* Things to do:
**A.** Reproduce the passage of the article on China's genetically modified rice that starts at "The Chinese Ministry" and ends at "rice in China.".
**B.** In the article on China's genetically modified rice, when is large-scale production of the Bt rice expected to begin?
**C.** Write the next part of the article below about China's genetically modified rice, continuing after its final sentence.

* Source document:
::::

China has approved its first strain of genetically modified rice for commercial production, potentially easing the way for other major producers to adopt the controversial technology.

The approval of the locally-developed rice, as well as China's first GMO corn, shifts the global balance of power in food trade and could prompt other countries to follow suit, experts said.

It will also enable China, the world's top producer and consumer of rice, to grow more GMO rice amid shrinking land and water resources.

The Chinese Ministry of Agriculture's Biosafety Committee issued biosafety certificates to pest-resistant Bt rice with large-scale production to start in 2-3 years.

"We expect that with the Chinese approval of Bt rice it will be much easier for other countries to do this," said Robert Zeigler, director general at the Philippines-based International Rice Research Institute, which is developing a number of GMO strains of rice.

But Greenpeace called the move a "dangerous genetic experiment" and said it had previously exposed illegal cases of genetically engineered (GE) rice in China.

"If the Ministry of Agriculture cannot even control the illegal cultivation of GE rice, how can they manage the risks of large scale cultivation?" Lorena Luo, Greenpeace's food and agriculture campaigner in China, asked in an emailed statement.

::::

* Material supplied:
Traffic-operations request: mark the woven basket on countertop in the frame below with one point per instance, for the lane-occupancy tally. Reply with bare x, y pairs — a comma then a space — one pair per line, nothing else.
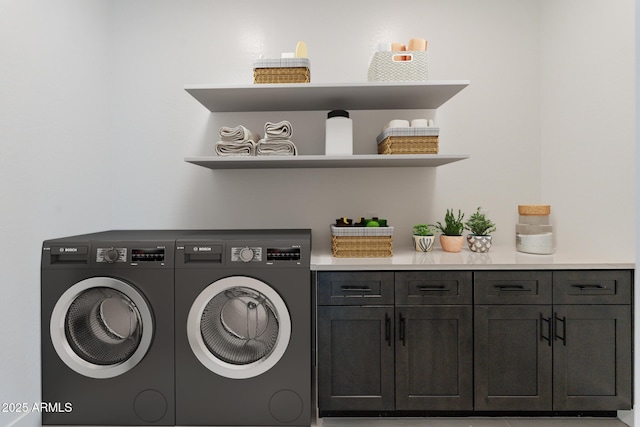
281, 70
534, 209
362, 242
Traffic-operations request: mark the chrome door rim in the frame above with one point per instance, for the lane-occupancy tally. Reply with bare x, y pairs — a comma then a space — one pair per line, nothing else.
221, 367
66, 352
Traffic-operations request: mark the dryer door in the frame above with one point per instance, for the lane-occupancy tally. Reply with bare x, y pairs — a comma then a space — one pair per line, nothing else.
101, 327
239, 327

::::

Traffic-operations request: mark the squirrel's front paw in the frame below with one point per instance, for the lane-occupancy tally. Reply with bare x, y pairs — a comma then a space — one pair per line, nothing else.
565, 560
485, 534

::::

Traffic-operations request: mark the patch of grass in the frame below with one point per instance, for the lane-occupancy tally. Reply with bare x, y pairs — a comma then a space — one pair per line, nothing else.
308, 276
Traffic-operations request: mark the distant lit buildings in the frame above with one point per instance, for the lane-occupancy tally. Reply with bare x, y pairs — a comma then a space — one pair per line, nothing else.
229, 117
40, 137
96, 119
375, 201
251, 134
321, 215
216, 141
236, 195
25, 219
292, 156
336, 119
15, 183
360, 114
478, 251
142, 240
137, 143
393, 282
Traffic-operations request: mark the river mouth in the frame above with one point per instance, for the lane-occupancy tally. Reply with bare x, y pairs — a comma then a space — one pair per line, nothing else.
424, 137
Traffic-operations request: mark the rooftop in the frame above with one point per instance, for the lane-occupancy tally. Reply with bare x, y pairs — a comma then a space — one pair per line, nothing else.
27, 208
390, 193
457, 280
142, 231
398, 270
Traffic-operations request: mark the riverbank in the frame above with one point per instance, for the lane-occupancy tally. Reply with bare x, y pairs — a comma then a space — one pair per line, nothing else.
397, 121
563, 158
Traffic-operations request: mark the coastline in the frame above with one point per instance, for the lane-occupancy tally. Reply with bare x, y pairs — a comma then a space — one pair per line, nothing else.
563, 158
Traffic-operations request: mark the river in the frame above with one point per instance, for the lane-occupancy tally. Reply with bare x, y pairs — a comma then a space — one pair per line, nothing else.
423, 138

::::

* Answers by task:
**A.**
The Chinese Ministry of Agriculture's Biosafety Committee issued biosafety certificates to pest-resistant Bt rice with large-scale production to start in 2-3 years.

"We expect that with the Chinese approval of Bt rice it will be much easier for other countries to do this," said Robert Zeigler, director general at the Philippines-based International Rice Research Institute, which is developing a number of GMO strains of rice.

But Greenpeace called the move a "dangerous genetic experiment" and said it had previously exposed illegal cases of genetically engineered (GE) rice in China.

**B.** In 2-3 years.

**C.**
China, which wants to raise grain production 8 percent to 540 million tonnes a year by 2020, has splashed out on GMO research, with $3.5 billion going on rice, corn and wheat.

The phytase corn was also locally developed by China's Academy of Agricultural Science and Origin Agritech Ltd.

The rice and corn strains are China's first GMO grains approved for commercial production, although it already permits GMO papaya, cotton and tomatoes.

The strains still need to undergo registration and production trials before commercial production can begin in restricted areas, which may take 2-3 years, the scientists said.

The scientists declined to be identified as the government has not officially published the information. Officials at the Agricultural Ministry's biosafety office declined to comment.

"According to our sources, our information is yes, there was a meeting of the Biosafety Committe on GE rice and corn and the meeting has granted certification," said Greenpeace's Luo.

Exports of GMO rice would be likely to face tough scrutiny abroad. Most of China's rice exports go to South Korea and West Africa, although there are buyers globally, including the United States, South America and Europe. China exports much more rice in prepared food, such as rice pasta or baby food.

The European Union's executive body, the European Commission, said in July that China needed to tighten export controls on rice products because shipments might contain traces of the Bt-63 strain, which is not authorised in the European Union.

While China is not yet growing GMO rice commercially, there are numerous field trials going on around the country.

The advent of commercial GMO production in China could affect global prices for rice, which rocketed in early 2008, sparking fears that the bedrock of Asian cuisine might be in short supply. But lower prices could also slow the spread of GMO rice.

"Suppose rice prices remain low in the next few years, countries will be reluctant to take in technology if they have some concerns about it," said Samarendu Mohanty, a senior economist at IRRI.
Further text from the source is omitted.